__EXCERPT__
---

This kind of personal coaching can take many forms. The head of sales at a North American consumer-services company, for example, tried a new approach to improving sales performance after years of fruitless initiatives. Instead of issuing a series of sales directives as had been their custom, managers rolled up their sleeves and led a series of in-person sessions and ride-alongs. By targeting specific skills and enforcing their use with concrete goals, sales leaders raised rep productivity by 25 percent within 18 months.

Customer experience

Customer Experience

All high-performing sales organizations that we encountered also make extensive use of role-playing as a coaching technique. The practice has proven especially effective in helping sales teams improve soft skills, such as navigating difficult conversations. One high-tech player conducts deal rehearsals in front of sales managers and other senior executives to help reps build muscle memory so that they can reflexively articulate the company’s value proposition. That’s just as true for well-established sales reps as for newer hires.

Other organizations bring the personal touch to continuous capability building with a “field and forum” approach . One business-process outsourcing company, for instance, needed its sellers to shift from transactional selling to developing longer, deeper customer relationships. To get teams up and running quickly, the head of sales ran a series of workshops. During in-person sessions, coaches—senior sales “ambassadors” and front-line managers—instructed sellers on relationship building, consultative selling, and account planning. Sellers then went back into the field to put the learning into practice. After a few weeks, they reconvened to discuss progress and role-play a variety of scenarios to break through client issues. Over the course of a year, that combined field-and-forum approach was credited with leading to $500 million in new bookings and a 40 percent improvement in productivity.

3. Use digital personalization techniques to shape desired behaviors. Data and analytics allow savvy business leaders to map customer buying journeys in order to position themselves in the buyer’s path at key moments of influence. Leading sales organizations employ a similar mind-set by harnessing technology to personalize communications in order to better influence changes in sales rep behavior.

---

__SUPPLIED DATA__
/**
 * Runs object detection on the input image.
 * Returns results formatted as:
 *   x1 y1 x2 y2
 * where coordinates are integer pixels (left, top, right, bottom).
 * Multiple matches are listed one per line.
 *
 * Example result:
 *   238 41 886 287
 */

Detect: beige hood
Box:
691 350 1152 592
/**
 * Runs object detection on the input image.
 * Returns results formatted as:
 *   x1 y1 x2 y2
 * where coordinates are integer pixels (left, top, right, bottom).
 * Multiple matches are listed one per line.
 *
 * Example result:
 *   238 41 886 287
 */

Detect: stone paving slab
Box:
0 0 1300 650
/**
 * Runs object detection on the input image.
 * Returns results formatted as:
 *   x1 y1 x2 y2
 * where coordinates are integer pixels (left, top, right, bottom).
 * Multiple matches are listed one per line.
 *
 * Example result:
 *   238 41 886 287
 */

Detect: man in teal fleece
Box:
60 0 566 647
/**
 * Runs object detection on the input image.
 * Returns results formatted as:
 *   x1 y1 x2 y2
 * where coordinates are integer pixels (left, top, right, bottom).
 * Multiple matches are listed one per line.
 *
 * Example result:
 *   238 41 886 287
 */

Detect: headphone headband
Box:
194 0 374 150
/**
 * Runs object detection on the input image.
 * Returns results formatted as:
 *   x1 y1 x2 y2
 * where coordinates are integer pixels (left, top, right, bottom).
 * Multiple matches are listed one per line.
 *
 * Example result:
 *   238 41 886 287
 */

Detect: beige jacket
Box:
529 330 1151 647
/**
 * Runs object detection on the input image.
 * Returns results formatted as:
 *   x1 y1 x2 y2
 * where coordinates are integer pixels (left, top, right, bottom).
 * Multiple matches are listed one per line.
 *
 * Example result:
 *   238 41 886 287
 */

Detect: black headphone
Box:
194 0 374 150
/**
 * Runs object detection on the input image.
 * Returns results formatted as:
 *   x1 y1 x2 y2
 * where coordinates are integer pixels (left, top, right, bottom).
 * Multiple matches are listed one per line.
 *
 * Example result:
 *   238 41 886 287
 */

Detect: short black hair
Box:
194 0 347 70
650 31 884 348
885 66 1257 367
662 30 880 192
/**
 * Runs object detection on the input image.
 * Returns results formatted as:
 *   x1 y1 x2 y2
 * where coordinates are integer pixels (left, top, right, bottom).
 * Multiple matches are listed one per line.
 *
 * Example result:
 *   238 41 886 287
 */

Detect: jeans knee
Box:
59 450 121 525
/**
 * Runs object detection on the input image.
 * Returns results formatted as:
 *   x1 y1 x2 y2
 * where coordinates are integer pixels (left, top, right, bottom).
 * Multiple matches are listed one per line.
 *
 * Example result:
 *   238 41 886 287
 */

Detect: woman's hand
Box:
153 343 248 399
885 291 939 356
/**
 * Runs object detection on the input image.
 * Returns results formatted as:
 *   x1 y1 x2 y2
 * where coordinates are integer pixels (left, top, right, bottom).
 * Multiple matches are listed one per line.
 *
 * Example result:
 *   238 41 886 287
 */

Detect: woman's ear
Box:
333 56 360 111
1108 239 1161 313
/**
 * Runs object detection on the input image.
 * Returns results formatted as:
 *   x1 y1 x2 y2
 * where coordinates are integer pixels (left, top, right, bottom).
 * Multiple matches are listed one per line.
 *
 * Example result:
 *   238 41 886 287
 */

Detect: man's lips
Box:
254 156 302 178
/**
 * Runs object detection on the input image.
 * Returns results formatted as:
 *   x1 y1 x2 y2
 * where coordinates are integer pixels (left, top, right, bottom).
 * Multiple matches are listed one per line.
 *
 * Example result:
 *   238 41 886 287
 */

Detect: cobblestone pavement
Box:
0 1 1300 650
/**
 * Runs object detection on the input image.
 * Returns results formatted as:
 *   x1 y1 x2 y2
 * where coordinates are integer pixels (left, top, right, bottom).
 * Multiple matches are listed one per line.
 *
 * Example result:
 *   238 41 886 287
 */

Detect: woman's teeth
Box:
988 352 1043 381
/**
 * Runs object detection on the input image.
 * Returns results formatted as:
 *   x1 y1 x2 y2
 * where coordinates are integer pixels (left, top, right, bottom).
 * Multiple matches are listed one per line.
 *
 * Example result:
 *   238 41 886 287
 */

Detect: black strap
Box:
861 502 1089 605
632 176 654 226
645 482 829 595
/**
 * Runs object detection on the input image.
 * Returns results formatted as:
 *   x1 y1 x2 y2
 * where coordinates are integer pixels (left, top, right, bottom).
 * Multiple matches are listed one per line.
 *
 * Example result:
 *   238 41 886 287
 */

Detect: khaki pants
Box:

---

According to the sales coaching excerpt above, what results was the business-process outsourcing company's field-and-forum approach credited with over the course of a year?

$500 million in new bookings and a 40 percent improvement in productivity.